▸ **PROBLEM TO SOLVE**: Determine how many lines in the items below contain the word "glass". Give only that number.

▸ **DATA TO USE**:
__________________________________________________

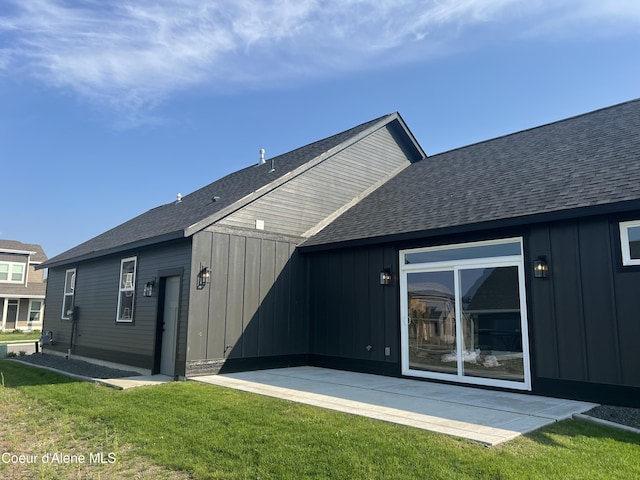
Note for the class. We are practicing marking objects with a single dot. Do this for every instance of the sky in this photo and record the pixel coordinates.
(109, 109)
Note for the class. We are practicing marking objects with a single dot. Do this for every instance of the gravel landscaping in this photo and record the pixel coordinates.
(76, 367)
(623, 415)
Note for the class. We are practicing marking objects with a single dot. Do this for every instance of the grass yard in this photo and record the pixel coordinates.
(18, 336)
(191, 430)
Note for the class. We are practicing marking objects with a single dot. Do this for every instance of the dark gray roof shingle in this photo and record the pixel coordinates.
(584, 161)
(174, 219)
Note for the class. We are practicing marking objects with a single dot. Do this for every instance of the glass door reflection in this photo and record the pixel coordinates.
(432, 321)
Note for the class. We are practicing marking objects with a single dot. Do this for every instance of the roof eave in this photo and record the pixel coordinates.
(110, 251)
(512, 222)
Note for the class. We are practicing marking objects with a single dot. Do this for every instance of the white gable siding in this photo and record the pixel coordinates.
(309, 200)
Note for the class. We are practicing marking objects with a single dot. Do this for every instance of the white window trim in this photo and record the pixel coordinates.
(10, 272)
(64, 292)
(454, 265)
(32, 310)
(132, 288)
(627, 261)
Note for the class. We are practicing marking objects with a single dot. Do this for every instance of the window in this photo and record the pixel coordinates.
(630, 240)
(126, 291)
(69, 289)
(35, 310)
(11, 272)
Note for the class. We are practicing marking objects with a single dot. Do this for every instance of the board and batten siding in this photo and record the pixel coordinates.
(98, 335)
(308, 200)
(584, 320)
(254, 305)
(354, 319)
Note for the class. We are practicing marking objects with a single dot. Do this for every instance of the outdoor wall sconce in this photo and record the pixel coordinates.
(385, 277)
(204, 275)
(540, 267)
(148, 288)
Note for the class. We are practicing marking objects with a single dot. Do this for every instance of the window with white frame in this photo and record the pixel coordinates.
(69, 290)
(12, 272)
(35, 311)
(126, 291)
(630, 242)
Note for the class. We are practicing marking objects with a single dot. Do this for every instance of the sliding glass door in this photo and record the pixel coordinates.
(464, 314)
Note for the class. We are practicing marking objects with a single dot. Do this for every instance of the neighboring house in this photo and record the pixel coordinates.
(22, 287)
(511, 263)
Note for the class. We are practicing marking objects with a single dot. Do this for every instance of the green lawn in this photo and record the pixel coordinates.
(16, 336)
(203, 431)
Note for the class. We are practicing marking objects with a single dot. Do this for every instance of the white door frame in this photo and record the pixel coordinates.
(456, 266)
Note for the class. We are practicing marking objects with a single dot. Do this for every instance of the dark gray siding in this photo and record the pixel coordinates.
(352, 316)
(98, 335)
(254, 305)
(309, 199)
(584, 318)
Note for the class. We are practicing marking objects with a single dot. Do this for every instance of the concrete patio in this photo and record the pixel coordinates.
(489, 417)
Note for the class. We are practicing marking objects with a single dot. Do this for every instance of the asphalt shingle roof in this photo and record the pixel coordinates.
(174, 219)
(584, 161)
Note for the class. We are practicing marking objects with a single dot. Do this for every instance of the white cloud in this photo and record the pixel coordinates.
(129, 56)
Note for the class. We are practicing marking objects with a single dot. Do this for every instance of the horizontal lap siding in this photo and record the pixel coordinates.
(96, 297)
(584, 317)
(306, 200)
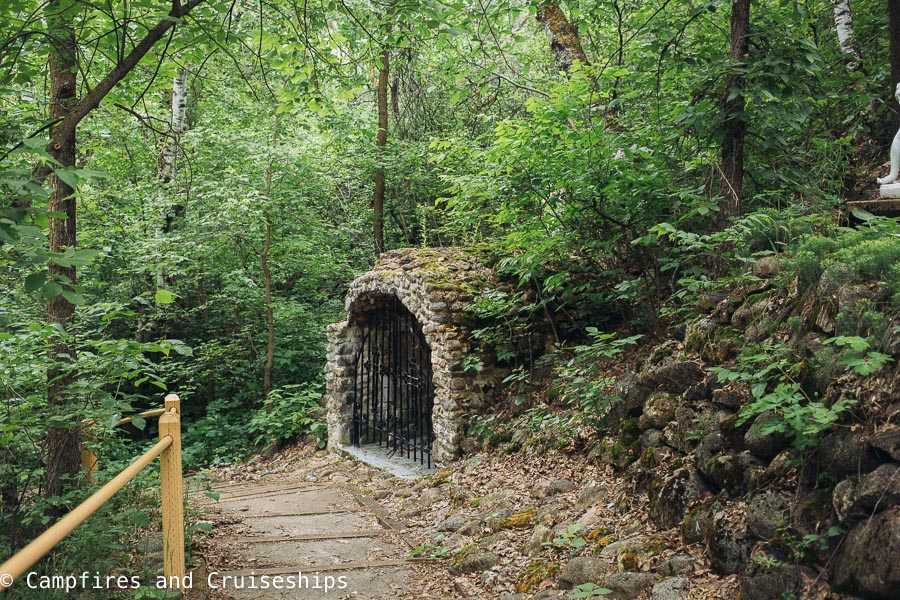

__________________________________________________

▸ **WORKED SOLUTION**: 2